## STATED PROBLEM 1
In the anti-graft article, how much did the EFCC recover and return to a victim of advance fee fraud in Hong Kong?
## STATED PROBLEM 2
Write the next part of the anti-graft article, starting after its final sentence.
** begin READING PASSAGE **
Anti-graft: effective institutions matter
25/1/2008
By Thompson Ayodele
Corruption is one of the banes of development across the world. It accounts for the failure of government to provide adequate security. It accounts for the weakness of the rule of law.? In Nigeria it has dwindled economic growth and prosperity. For many non-Nigerians, it is hard to believe that the country is poor considering the country’s huge oil proceeds alone. Until recent time, corruption rating in Nigeria had been unimpressive. This prompted the last administration to set up the Economic and Financial Crime Commission (EFCC) to combat the menace.
The EFCC under the chairmanship of Alhaji Nuhu Ribadu did excellently well even among politicians. When some bank directors were investigated and made to cough out some of the funds fraudulently acquired while at the helms, the commission received a pat on the back. For that and similar feats, the EFCC was praised to high heaven. The real challenge for the commission began when it decided to take on politicians, particularly the so-called sacred cows. At a point, efforts were made to whittle down the power of the Commission. The most critical period for the commission was shortly before last year’s general elections.? Opponents were so vehement that the Commission was used by the administration then to settle political scores.
Whether the accusation over the conduct of the EFCC against political opponents is correct or otherwise is subject to debate. Whatever might be the shortcomings of the EFCC, the commission has exhibited strong commitment to the war against graft. It has investigated a vast number of people, including political leaders and private individuals. The fight against corruption would remain elusive if those who are well connected, including those who can use the proceeds of their ill-gotten wealth escape justice.
With more than 56 convictions on corruption, money laundering, oil pipeline vandalisms and related offences, assets well over $5 billion have been frozen and seized from corrupt officials, their agents and cronies. The fight against advance fee fraud (419) which has given many innocent Nigerians a bad name has been doggedly pursued, leading to the prosecution and conviction of kingpins, including the celebrated $242 million case involving a Brazilian bank. The EFCC also recovered and returned the sum of $4 million to a victim of advance fee fraud in Hong Kong and has seized and returned over $ 500,000 to sundry US citizens. These are no mean feat.
It would be wrong to personalise the war against graft. Although Nuhu Ribadu’s name has become synonymous with the EFCC, this is not surprising considering the public hue and cry that attend his consideration for further courses.? What should be the concern of everyone is that the war on corruption should never be let down when Ribadu is no more in charge. This is what the public expected.
Rather than personifying the war of corruption, it is imperative to build effective institutions that would expose corrupt individuals and ensure that they do not escape justice.? The difference between a country where there is a low level of corruption and a country where corruption constitutes huge problem can be explained by the quality of the shared rules and the institutions which coordinate individuals. Some countries adhere to rules which engender trust among public office holders and provide the incentive to perform.?
Others have rules system that allow officials to milk public purse and further deprive their citizens the fruits of risk taking efforts. Human beings anywhere depend on the right kind of institutional system.
** end READING PASSAGE **
** begin DATA ENTRIES **
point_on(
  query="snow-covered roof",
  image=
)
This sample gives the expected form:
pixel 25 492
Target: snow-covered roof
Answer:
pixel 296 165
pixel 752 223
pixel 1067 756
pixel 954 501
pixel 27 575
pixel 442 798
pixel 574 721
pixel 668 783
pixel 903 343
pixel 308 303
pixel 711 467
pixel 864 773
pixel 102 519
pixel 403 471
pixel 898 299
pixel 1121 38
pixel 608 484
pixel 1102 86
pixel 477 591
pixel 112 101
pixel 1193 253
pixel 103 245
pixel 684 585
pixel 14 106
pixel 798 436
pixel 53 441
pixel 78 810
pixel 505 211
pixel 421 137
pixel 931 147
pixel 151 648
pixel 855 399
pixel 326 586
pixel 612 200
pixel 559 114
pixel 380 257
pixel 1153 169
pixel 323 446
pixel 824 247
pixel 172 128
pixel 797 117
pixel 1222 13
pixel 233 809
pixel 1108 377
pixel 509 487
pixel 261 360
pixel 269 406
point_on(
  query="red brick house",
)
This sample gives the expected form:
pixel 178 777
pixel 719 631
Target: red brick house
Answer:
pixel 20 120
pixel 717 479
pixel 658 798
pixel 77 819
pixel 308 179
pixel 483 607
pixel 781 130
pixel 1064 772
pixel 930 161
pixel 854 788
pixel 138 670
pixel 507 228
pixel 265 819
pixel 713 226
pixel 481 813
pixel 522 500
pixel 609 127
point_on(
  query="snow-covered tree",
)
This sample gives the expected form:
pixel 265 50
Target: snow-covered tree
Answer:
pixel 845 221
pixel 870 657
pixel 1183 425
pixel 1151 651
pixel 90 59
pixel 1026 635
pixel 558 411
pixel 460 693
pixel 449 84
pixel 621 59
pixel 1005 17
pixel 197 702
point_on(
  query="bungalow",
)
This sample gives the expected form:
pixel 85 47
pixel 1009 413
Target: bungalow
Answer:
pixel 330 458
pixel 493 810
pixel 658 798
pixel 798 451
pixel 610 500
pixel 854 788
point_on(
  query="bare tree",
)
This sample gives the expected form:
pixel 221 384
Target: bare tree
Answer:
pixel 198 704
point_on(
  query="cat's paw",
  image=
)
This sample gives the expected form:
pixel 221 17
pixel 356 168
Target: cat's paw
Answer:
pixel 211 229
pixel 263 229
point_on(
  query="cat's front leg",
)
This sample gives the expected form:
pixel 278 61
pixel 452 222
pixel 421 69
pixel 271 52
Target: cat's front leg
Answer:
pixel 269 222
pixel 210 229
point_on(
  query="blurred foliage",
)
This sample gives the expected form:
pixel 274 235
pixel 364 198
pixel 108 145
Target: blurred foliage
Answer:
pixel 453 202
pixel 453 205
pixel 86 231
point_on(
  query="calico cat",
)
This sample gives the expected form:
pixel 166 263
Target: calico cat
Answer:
** end DATA ENTRIES **
## TASK RESPONSE 1
$4 million.

## TASK RESPONSE 2
Part of the reasons the public are not comfortable with the proposed course for Ribadu is the fear that the commission’s power could be eroded. Of course, they have reasons for such fears. Aside from the reported underground moves to hedge out the EFCC boss, the open confrontation between the Attorney General of the Federation and the EFCC with respect to the latter seeking permission from the former before prosecuting indicted individuals is still fresh in mind. This is seen as an attempt to reduce the powers of the anti-graft commission.
The question on everyone’s lip is after the exit of Ribadu, would the EFCC have the same clout to arrest and even prosecute the so-called big fish? There are many interpretations to the proposed course for Ribadu at NIPSS. The one that has gained wide currency is the arrest of one of the governors who was reported to have bankrolled the election of President Yar’Adua. Many are of the view that there could be a connection between the arrest of the former governor and part of a grand design to sideline the EFCC boss. Be that as it may, the burden, of course, is on this administration to prove the public wrong.
The present administration needs to show strong commitment both in words and actions that the war on graft is waxing stronger. Should there be any indication that the administration is backing down, it would reverse whatever gains the nation has made in the anti-corruption war. It would further worsen the nation’s rating.
In case Nuhu Ribadu’s exist is finally pushed through and the war on graft is at low ebb, it would translate into a very huge negative local and international image for this administration. It would further lend credence to the allegation that this government is running the gauntlet amid public disbelief and astonishment at the direction in which some powerful minority policy architects have steered the boat of public leadership.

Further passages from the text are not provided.